- _ACTIVITY_:
The data beneath this task is to be duplicated exactly, in its entirety.
******************************
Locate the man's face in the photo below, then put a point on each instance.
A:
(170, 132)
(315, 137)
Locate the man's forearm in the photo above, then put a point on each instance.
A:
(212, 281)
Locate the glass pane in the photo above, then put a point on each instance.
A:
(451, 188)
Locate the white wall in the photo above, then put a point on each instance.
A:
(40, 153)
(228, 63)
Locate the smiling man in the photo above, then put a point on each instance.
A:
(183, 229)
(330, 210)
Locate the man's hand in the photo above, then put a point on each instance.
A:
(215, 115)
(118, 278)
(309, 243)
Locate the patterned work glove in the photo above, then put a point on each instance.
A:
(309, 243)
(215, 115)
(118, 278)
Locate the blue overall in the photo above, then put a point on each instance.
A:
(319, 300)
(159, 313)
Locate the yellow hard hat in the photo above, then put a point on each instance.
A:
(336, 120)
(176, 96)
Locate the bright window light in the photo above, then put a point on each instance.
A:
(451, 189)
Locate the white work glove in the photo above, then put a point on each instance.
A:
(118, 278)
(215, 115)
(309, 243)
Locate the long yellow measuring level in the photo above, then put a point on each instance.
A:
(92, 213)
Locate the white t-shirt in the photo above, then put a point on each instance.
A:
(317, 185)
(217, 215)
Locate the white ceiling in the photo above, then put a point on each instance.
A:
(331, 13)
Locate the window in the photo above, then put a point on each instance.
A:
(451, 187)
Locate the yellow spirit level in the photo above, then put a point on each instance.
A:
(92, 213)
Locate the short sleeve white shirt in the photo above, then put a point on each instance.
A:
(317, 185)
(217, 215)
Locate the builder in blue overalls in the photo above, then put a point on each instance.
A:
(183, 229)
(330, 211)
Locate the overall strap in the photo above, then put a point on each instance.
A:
******************************
- _ANSWER BELOW_:
Locate the man's face in the photo below, then put a point on each instance.
A:
(170, 132)
(315, 137)
Locate the man's forearm in the photo above, then put a point on each instance.
A:
(212, 281)
Locate the glass pane in the photo above, then put a point on each instance.
A:
(451, 188)
Locate the white wall in the photo above, then put a point on each instance.
A:
(40, 153)
(228, 63)
Locate the smiling man in the photo above, then put a point on each instance.
A:
(183, 229)
(330, 210)
Locate the man's hand in the photo above, then put a point on each instance.
A:
(215, 115)
(118, 278)
(309, 243)
Locate the patterned work glove in the photo above, then put a point on each instance.
A:
(309, 243)
(215, 115)
(118, 278)
Locate the blue overall in the photo above, then put a point on each instance.
A:
(319, 300)
(159, 313)
Locate the yellow hard hat in the photo above, then put a point on each instance.
A:
(336, 120)
(176, 96)
Locate the bright window light in the photo above, then put a point on each instance.
A:
(451, 189)
Locate the white work glove in the photo above, then put a point on each instance.
A:
(118, 278)
(215, 115)
(309, 243)
Locate the long yellow measuring level in the photo above, then put a point on each instance.
A:
(92, 213)
Locate the white t-shirt in the photo above, then put a point on each instance.
A:
(317, 185)
(217, 215)
Locate the white ceiling in the photo above, then put a point on each instance.
A:
(331, 13)
Locate the window in the photo above, then put a point on each instance.
A:
(451, 187)
Locate the yellow spirit level in the photo above, then put a point on each instance.
A:
(92, 213)
Locate the short sleeve white shirt in the photo above, then put a point on each instance.
A:
(317, 185)
(217, 215)
Locate the builder in blue overalls in the photo above, then put a point on each instance.
A:
(183, 229)
(330, 211)
Locate the overall strap in the photo above, then put a point on each instance.
A:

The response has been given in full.